DESCRIPTION OF THE TASK:
Without including the pictures, copy each line below exactly as it reads.
== RECORDS SHOWN ==
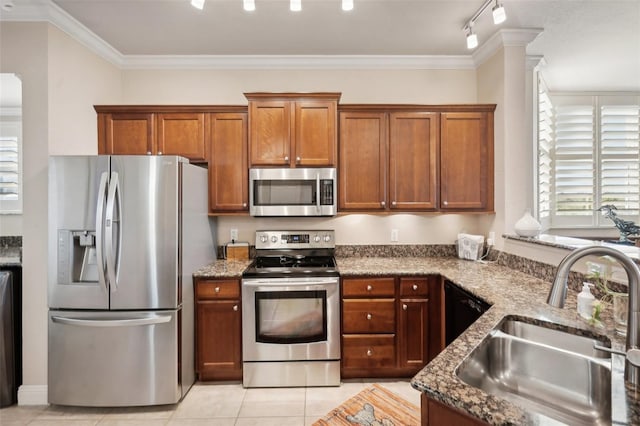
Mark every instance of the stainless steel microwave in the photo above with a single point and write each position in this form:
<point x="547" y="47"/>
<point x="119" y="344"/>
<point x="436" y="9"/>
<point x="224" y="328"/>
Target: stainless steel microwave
<point x="292" y="192"/>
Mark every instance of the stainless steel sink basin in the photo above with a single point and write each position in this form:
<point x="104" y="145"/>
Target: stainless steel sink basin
<point x="551" y="372"/>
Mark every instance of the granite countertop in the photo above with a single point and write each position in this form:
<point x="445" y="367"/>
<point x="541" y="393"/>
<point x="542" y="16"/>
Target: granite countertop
<point x="223" y="269"/>
<point x="511" y="293"/>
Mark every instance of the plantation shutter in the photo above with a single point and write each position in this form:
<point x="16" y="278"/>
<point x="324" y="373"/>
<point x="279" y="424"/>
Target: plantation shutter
<point x="9" y="169"/>
<point x="620" y="156"/>
<point x="574" y="162"/>
<point x="545" y="146"/>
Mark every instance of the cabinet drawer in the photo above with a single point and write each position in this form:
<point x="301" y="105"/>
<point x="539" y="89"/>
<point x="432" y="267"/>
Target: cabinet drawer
<point x="368" y="351"/>
<point x="417" y="287"/>
<point x="368" y="287"/>
<point x="369" y="316"/>
<point x="223" y="289"/>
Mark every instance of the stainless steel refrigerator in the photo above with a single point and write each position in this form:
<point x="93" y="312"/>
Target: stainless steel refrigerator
<point x="125" y="235"/>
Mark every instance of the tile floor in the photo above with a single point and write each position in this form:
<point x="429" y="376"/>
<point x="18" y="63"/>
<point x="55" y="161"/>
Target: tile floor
<point x="217" y="404"/>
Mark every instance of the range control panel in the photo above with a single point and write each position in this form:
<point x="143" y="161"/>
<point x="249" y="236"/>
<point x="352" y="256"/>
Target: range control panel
===
RESULT BELOW:
Mark every instance of the stainless steel microwave in the photo above with a single point and write each position in this form:
<point x="547" y="47"/>
<point x="119" y="344"/>
<point x="436" y="9"/>
<point x="224" y="328"/>
Target: stainless steel microwave
<point x="292" y="192"/>
Mark every instance of the stainless steel sink basin in the photo above with a single point and write each position in this form:
<point x="104" y="145"/>
Target: stainless steel sink basin
<point x="551" y="372"/>
Mark every instance of the granite countertop in the photo above with a single point and write each position in this form:
<point x="445" y="367"/>
<point x="541" y="393"/>
<point x="542" y="16"/>
Target: granite countertop
<point x="223" y="269"/>
<point x="511" y="293"/>
Mark every instance of the plantation shutter in the photo above with a single point and write each position in this form:
<point x="16" y="278"/>
<point x="324" y="373"/>
<point x="279" y="424"/>
Target: plantation shutter
<point x="9" y="169"/>
<point x="620" y="156"/>
<point x="574" y="162"/>
<point x="545" y="146"/>
Mark every instance of the cabinet drawer in the photo above with a single point and write each position in this form:
<point x="301" y="105"/>
<point x="539" y="89"/>
<point x="432" y="267"/>
Target: cabinet drawer
<point x="368" y="351"/>
<point x="417" y="287"/>
<point x="368" y="287"/>
<point x="369" y="316"/>
<point x="223" y="289"/>
Mark every instance of the stainless steel refrigerator in the photo above with a single point and write each position in this form:
<point x="93" y="312"/>
Target: stainless steel refrigerator
<point x="125" y="235"/>
Mark every instance of the tile floor in the photo above with a single point and write each position in this form:
<point x="429" y="376"/>
<point x="18" y="63"/>
<point x="55" y="161"/>
Target: tile floor
<point x="217" y="404"/>
Mark every instance of the range control panel in the photo above with a single point and write each position in this form:
<point x="143" y="161"/>
<point x="249" y="236"/>
<point x="352" y="256"/>
Target: range control panel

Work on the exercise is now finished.